After locating the line that contains "Category: railway station building" in the records below, write out exactly that line and each line after it through the one that contains "Category: portable toilet", and nothing else.

→ **Records for this task**:

========================================

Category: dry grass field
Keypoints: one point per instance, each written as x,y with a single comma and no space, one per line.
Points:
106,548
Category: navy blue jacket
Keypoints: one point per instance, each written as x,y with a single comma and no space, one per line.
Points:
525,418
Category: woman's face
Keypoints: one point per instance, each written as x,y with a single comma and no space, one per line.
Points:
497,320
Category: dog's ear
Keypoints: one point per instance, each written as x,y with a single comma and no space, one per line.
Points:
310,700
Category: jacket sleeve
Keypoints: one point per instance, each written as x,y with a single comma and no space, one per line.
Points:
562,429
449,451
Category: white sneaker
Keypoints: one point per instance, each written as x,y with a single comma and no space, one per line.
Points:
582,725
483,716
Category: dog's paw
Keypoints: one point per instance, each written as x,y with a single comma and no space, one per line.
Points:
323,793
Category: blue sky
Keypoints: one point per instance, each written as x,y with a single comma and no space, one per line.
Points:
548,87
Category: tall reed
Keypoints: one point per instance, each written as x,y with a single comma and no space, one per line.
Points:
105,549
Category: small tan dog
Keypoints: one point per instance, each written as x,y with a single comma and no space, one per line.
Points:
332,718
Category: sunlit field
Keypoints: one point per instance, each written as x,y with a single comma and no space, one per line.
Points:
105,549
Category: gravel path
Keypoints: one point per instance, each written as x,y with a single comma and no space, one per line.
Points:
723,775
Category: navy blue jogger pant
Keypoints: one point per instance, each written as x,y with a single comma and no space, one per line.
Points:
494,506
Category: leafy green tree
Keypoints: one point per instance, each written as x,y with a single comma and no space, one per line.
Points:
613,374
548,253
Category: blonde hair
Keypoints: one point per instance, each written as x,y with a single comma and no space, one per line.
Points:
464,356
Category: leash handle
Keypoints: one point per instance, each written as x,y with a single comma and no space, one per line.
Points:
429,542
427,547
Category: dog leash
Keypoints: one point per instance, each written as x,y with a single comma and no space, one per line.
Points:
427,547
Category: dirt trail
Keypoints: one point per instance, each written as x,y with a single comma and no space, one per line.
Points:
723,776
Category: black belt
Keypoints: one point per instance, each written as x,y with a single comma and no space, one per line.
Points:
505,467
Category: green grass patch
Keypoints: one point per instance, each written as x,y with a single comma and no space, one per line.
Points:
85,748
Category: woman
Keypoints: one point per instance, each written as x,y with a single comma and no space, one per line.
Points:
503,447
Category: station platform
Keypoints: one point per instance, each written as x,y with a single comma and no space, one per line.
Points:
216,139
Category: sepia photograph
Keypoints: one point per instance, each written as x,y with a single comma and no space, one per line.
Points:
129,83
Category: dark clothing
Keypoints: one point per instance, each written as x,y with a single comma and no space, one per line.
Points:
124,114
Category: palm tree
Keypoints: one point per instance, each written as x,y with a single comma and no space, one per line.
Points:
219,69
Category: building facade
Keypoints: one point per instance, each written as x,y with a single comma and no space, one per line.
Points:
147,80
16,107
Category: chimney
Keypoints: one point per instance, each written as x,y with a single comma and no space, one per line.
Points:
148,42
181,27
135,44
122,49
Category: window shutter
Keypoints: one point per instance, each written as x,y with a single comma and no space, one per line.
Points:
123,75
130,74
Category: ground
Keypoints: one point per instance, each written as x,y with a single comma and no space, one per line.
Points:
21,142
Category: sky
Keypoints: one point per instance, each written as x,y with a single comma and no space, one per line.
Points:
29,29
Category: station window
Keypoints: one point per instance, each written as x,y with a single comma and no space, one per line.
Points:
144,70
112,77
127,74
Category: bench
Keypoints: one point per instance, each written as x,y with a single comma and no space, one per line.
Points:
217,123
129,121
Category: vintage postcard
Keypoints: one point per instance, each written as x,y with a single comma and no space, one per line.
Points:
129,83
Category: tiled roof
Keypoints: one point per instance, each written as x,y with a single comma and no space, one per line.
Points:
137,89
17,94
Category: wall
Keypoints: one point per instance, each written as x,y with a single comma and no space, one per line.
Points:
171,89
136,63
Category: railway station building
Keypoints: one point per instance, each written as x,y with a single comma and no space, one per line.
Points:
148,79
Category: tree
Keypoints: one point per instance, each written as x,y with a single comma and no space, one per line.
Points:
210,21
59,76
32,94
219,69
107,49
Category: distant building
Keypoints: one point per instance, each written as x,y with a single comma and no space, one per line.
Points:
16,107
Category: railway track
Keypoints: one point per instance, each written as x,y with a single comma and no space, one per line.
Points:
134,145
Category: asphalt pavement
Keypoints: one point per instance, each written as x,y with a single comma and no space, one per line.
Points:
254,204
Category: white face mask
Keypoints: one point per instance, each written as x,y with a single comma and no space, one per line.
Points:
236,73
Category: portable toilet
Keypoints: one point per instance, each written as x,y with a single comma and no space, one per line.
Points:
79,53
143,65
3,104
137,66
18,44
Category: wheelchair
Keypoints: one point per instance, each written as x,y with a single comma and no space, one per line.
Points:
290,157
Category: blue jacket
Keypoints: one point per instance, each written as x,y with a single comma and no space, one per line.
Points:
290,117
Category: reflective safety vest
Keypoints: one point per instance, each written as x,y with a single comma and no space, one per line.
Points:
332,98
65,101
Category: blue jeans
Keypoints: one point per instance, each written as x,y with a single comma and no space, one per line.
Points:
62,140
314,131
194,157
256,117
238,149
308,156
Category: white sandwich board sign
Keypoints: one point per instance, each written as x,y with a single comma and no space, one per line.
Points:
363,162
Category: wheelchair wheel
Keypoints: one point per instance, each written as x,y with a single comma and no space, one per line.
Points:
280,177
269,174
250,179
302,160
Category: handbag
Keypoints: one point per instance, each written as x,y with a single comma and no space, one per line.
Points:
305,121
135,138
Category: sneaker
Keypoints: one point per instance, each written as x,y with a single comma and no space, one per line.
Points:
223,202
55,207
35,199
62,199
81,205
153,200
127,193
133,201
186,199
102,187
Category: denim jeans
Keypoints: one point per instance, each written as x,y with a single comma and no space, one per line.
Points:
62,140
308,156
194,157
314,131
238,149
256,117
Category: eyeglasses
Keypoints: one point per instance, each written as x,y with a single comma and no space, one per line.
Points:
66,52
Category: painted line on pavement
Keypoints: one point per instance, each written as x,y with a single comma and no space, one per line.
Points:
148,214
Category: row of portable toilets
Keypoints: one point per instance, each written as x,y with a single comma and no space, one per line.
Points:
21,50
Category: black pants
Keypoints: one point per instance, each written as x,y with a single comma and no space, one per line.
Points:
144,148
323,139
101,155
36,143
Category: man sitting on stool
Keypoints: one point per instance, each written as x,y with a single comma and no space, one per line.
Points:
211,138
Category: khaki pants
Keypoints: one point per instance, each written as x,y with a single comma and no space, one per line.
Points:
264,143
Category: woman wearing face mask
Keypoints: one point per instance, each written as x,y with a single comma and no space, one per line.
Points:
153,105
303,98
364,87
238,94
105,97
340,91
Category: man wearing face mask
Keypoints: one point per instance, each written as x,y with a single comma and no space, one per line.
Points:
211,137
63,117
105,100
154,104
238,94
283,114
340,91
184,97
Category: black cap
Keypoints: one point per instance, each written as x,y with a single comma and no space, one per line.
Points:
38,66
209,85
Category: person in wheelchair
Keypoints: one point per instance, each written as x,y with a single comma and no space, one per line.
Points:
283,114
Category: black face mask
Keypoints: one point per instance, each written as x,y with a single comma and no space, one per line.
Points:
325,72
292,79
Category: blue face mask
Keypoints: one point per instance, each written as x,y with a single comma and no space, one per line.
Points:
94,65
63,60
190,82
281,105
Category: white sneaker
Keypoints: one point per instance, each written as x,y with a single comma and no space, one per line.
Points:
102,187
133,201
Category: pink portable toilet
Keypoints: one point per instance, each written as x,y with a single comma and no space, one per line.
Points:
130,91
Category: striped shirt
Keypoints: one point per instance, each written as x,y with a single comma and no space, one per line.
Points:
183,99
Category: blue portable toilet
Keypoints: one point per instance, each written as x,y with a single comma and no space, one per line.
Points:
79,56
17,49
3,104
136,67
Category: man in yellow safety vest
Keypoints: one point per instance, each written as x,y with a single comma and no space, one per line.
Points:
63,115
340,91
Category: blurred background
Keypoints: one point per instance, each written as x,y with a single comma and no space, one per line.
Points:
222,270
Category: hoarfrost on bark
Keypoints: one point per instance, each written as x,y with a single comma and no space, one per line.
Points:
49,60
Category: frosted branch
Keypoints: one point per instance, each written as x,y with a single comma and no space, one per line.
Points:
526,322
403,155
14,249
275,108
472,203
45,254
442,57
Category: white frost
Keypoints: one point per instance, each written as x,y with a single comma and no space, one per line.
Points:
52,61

========================================

→ **Answer to the problem**:
Category: railway station building
Keypoints: one point per instance, each written as x,y with a single comma and no space, one per line.
Points:
148,79
Category: tree
Keypoints: one point per instance, each written as x,y with a single comma and no space, one per line.
Points:
210,21
59,76
32,94
219,69
107,49
Category: distant building
Keypoints: one point per instance, each written as x,y with a single comma and no space, one per line.
Points:
16,107
Category: railway track
Keypoints: one point per instance, each written as x,y with a single comma and no space, one per line.
Points:
134,145
Category: asphalt pavement
Keypoints: one point per instance, each written as x,y with a single comma and no space, one per line.
Points:
254,204
Category: white face mask
Keypoints: one point per instance, each written as x,y with a single comma and no space, one per line.
Points:
236,73
Category: portable toilet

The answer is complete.